Dedicated to Horacio Leyro (October 29, 1912 - November 3, 2002)

Saturday, October 27, 2012

Wishing Ralph Kiner A Happy Father's Day Today

Earlier today, I published a recap of Game 7 of the 1986 World Series, which took place 26 years ago today.  In the recap, I included Bob Murphy's famous "the dream has come true" call from Jesse Orosco's final pitch of the game.  Well, Bob Murphy's long-time partner in the broadcast booth is also celebrating a special anniversary today - the 90th anniversary of his birth.

Ralph Kiner (born October 27, 1922) has been broadcasting Mets games since their inaugural season in 1962.  As he has gotten older, he has only been able to make it to the booth for a few select games per season.  But when he does, he always has tremendous stories to share with the viewing audience.

One particular story involves a famous malapropism.  You see, in addition to achieving fame as a Hall of Fame player and dater of Hollywood stars, Kiner was also known for his "fun with words" in the broadcast booth.  Over the years, the Mets legend has uttered gems like "solo homers usually come with no one on base" and "if Casey Stengel were alive today, he'd be spinning in his grave".  But perhaps his most famous line came on a day reserved for celebrating dads, when Kiner shared this special greeting with his television viewers:

"It's Father's Day today, so to all you fathers out there, happy birthday!"
....
Given exercise A:
Write out the part of the Ralph Kiner post that begins at the words "Wishing Ralph Kiner" and ends after the words "of his birth.".

Object detection data
....
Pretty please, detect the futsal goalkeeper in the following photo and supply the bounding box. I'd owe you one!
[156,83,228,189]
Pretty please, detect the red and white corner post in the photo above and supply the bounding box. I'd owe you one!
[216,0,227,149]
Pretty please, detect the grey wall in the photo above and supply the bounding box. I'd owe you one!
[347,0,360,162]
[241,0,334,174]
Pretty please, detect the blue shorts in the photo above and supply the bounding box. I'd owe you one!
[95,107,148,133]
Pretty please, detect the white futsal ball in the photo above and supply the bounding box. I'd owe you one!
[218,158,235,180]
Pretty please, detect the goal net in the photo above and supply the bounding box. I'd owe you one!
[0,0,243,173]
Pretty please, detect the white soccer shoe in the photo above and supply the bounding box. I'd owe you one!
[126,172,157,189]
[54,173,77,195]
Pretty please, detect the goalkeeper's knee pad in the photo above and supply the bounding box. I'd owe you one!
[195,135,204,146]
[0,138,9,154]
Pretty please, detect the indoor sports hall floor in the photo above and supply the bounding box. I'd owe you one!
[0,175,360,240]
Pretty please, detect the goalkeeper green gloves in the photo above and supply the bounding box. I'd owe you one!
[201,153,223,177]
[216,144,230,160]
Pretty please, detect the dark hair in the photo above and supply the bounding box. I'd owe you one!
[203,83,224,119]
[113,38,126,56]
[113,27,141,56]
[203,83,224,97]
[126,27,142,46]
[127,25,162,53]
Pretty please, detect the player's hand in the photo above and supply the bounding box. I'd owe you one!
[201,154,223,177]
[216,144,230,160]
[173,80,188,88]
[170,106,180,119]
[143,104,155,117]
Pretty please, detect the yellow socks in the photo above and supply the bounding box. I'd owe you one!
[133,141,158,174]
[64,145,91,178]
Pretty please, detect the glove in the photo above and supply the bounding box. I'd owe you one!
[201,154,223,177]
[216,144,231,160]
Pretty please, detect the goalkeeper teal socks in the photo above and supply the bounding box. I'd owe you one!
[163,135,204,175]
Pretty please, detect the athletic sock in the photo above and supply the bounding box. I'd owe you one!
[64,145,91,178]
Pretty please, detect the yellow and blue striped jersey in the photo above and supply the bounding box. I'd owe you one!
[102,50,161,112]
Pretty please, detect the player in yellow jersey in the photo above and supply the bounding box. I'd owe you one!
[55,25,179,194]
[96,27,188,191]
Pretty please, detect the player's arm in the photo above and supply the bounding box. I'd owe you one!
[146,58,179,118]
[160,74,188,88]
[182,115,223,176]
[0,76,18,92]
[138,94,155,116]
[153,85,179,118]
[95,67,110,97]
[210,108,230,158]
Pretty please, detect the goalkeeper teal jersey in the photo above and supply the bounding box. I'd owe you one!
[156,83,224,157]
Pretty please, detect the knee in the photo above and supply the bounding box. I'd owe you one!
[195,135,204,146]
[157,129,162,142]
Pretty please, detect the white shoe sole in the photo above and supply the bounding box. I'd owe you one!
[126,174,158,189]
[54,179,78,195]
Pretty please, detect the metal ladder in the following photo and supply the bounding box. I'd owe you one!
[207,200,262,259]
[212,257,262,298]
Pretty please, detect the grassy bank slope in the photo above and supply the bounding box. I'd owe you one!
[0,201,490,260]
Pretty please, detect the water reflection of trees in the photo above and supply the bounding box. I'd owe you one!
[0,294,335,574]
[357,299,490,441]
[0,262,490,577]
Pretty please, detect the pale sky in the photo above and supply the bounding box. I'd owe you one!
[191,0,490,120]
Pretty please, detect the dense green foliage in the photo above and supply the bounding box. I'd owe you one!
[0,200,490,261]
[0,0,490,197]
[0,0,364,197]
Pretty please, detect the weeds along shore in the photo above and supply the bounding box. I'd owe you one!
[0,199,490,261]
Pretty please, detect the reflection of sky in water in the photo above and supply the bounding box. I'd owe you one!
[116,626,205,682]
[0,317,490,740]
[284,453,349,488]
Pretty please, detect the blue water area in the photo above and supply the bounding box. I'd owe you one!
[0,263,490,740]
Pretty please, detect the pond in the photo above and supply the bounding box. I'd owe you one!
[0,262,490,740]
....
Given exercise B:
Convert the object detection rows into a numbered list, from the first line of those rows through the line containing "[0,0,243,173]", omitting any blank lines.

Right answer A:
Wishing Ralph Kiner A Happy Father's Day Today

Earlier today, I published a recap of Game 7 of the 1986 World Series, which took place 26 years ago today.  In the recap, I included Bob Murphy's famous "the dream has come true" call from Jesse Orosco's final pitch of the game.  Well, Bob Murphy's long-time partner in the broadcast booth is also celebrating a special anniversary today - the 90th anniversary of his birth.

Right answer B:
1. Pretty please, detect the futsal goalkeeper in the following photo and supply the bounding box. I'd owe you one!
2. [156,83,228,189]
3. Pretty please, detect the red and white corner post in the photo above and supply the bounding box. I'd owe you one!
4. [216,0,227,149]
5. Pretty please, detect the grey wall in the photo above and supply the bounding box. I'd owe you one!
6. [347,0,360,162]
7. [241,0,334,174]
8. Pretty please, detect the blue shorts in the photo above and supply the bounding box. I'd owe you one!
9. [95,107,148,133]
10. Pretty please, detect the white futsal ball in the photo above and supply the bounding box. I'd owe you one!
11. [218,158,235,180]
12. Pretty please, detect the goal net in the photo above and supply the bounding box. I'd owe you one!
13. [0,0,243,173]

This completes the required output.